**** Document section

NCBS Intern Report: Sustainable Boating and Scalloping in the Nature Coast
NCBS Intern Report by Alec Cronin, Intern with UF IFAS Nature Coast Biological Station’s Dr. Savanna Barry
Seagrass, seagrass, seagrass (and scallops).
Seagrass Seagrass Seagrass. Let this permeate your mind till all you think about is that sweet, sweet seagrass waving around gracefully in the ocean currents. What’s that there?! It’s a male sea horse with all his babies and oh look over there! There’s a juvenile green sea turtle and a few scallops peering back at you with their sapphire blue eyes. You struggle to take in all the life that makes a home in this fragile ecosystem then WHAM! A boat comes flying through tearing up the seagrass and leaving destruction in its wake. This is referred to as seagrass scarring and recreational boaters have quite the knack for it all along the Nature Coast. Luckily most boaters are just unaware of the problem. All they need is an effective educational campaign mixed with a little outreach, and before you know it you’ll have a bunch of seagrass-safe boaters. However, before you can implement an educational campaign data needs to be collected via carefully worded surveys. That’s where I came in this summer along with my coworker Kim Magee! We conducted a total of 300 boat ramp surveys at three locations: Steinhatchee, Cedar Key, and Crystal River. I had the pleasure of interacting with such a large variety of people; with some seeming genuinely concerned and eager to learn what they could do to help, while others could not be more indifferent to the situation. This is why preliminary ground work is so important.
The other set of surveys were conducted in Kings Bay and Homosassa Springs and focused on the scallop shell and guts dumping issues that have plagued the area. The primary issues are people cutting their feet on them (LIKE RAZOR BLADES!). These surveys were much more relaxed than the boat ramp surveys because we were able to cool off in the springs when we got too hot and getting to kayak is just more fun than standing at a boat ramp. Also, whenever a storm was rolling in I would yell “I feel alive with the wind at our backs and the salt in our faces.” Although, we only had to collect 45 surveys from each location it was clear that more people acknowledged scallop shell and gut disposal was a severe problem than boaters though seagrass scarring is.

********

## Exercise directions
Answer these questions about the intern report:
1. How many boat ramp surveys were done in total?
2. Where were the surveys on scallop shell and gut dumping done?
3. Who was the coworker named in the report?

**** Extracted records

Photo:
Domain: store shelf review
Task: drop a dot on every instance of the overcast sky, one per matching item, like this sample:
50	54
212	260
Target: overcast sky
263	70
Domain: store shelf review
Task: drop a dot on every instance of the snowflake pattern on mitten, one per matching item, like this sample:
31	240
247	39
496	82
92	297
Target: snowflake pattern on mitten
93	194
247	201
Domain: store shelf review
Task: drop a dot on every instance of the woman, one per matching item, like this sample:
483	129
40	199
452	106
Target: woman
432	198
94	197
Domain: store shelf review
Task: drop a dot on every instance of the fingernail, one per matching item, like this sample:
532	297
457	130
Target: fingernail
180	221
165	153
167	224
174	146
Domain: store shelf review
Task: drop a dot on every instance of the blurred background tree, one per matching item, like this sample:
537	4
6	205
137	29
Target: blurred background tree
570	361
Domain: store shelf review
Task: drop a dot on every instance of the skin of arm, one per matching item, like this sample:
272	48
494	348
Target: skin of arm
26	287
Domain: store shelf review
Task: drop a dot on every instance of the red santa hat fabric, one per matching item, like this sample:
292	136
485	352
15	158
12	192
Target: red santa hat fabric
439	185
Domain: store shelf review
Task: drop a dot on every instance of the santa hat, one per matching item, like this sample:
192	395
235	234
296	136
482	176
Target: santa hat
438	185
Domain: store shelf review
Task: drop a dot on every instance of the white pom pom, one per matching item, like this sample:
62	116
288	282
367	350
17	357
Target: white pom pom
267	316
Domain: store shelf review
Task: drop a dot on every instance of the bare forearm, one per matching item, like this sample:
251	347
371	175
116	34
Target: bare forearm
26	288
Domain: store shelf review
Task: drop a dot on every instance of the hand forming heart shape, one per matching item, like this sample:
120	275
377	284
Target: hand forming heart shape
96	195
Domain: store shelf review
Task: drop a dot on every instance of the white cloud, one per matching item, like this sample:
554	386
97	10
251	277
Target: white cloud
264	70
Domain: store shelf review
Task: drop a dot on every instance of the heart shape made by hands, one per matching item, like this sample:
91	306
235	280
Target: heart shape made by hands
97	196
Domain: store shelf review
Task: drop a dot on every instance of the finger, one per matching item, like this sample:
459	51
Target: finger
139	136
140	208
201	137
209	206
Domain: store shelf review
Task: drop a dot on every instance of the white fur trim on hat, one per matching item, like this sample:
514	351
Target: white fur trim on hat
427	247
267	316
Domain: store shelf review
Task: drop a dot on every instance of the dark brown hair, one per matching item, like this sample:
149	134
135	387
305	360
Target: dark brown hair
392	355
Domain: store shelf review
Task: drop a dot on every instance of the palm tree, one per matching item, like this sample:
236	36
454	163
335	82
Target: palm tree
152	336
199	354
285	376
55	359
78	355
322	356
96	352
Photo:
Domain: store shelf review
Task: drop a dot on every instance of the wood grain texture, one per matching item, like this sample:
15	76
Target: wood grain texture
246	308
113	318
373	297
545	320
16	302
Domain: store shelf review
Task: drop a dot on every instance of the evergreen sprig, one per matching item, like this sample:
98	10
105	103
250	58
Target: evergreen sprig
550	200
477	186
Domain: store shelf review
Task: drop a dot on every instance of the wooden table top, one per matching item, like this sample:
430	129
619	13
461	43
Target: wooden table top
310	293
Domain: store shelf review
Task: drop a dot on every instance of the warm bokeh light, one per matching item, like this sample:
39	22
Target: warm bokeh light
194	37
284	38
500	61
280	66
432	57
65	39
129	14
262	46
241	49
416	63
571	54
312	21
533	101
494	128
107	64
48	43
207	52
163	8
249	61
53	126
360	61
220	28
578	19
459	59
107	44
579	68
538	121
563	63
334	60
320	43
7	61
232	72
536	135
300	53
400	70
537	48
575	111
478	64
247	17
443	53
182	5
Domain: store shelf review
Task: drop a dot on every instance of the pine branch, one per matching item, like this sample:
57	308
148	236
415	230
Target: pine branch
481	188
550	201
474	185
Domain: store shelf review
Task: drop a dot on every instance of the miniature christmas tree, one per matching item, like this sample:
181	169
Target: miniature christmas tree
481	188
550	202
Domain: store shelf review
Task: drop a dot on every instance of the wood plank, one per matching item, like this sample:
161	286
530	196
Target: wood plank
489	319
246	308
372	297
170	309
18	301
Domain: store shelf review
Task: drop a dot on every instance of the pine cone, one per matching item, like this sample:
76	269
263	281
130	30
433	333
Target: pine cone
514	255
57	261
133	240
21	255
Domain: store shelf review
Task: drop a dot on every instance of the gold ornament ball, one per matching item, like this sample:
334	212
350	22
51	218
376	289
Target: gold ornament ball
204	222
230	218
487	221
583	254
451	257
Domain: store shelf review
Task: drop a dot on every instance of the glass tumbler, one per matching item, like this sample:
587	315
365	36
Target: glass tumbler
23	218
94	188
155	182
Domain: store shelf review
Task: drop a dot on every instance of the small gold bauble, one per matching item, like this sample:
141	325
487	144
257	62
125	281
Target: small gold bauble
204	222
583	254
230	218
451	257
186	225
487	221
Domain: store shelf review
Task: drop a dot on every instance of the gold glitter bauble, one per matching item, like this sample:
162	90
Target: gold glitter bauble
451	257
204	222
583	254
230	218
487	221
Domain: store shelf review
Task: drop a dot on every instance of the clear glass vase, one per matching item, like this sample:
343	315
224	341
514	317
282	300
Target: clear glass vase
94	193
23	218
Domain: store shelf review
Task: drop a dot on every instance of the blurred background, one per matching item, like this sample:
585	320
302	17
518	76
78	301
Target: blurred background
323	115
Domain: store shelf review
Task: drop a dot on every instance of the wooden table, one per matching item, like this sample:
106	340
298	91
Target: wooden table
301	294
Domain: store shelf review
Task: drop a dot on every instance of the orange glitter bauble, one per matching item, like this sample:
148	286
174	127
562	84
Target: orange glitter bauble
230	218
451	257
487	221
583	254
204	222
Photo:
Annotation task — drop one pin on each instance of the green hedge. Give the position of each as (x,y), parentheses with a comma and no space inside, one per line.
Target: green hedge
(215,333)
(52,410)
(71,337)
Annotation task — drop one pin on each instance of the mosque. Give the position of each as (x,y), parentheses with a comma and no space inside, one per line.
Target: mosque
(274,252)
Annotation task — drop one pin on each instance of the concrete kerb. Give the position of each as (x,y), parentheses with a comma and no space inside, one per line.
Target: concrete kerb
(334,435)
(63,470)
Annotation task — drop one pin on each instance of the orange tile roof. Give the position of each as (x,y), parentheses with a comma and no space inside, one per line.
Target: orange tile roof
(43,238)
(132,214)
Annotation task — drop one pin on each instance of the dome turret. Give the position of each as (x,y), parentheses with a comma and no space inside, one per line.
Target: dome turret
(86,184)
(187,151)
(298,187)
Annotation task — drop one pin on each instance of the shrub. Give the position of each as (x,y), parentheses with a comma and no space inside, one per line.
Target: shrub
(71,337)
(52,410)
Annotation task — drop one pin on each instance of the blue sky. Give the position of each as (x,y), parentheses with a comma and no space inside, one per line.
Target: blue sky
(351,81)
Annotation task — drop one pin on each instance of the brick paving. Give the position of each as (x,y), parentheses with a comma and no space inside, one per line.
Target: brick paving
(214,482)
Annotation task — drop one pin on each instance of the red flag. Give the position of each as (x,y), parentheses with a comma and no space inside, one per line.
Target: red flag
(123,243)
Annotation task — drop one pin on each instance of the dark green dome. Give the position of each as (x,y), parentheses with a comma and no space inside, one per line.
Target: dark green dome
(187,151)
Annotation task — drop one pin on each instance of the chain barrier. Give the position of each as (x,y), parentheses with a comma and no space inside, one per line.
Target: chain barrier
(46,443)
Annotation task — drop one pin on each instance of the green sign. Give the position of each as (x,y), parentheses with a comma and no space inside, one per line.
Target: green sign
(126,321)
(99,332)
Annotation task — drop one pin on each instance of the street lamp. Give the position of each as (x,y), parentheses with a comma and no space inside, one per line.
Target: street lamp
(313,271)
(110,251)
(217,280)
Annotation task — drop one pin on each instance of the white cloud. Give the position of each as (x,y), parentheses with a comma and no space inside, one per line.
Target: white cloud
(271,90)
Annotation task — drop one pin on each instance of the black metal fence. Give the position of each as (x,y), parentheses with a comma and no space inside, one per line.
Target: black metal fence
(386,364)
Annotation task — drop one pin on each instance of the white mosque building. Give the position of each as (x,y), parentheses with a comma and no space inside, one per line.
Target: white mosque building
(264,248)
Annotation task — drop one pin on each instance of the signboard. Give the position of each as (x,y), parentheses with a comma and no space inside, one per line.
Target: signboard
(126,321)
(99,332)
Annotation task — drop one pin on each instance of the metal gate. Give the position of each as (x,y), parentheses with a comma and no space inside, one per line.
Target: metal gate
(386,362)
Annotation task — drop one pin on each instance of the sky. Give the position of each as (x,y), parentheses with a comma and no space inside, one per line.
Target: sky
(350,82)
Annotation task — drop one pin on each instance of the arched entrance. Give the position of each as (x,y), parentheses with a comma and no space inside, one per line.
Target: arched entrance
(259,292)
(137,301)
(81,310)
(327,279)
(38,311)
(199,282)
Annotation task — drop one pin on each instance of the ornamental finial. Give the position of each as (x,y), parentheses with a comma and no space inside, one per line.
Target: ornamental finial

********

## Task output
1. 300
2. Kings Bay and Homosassa Springs
3. Kim Magee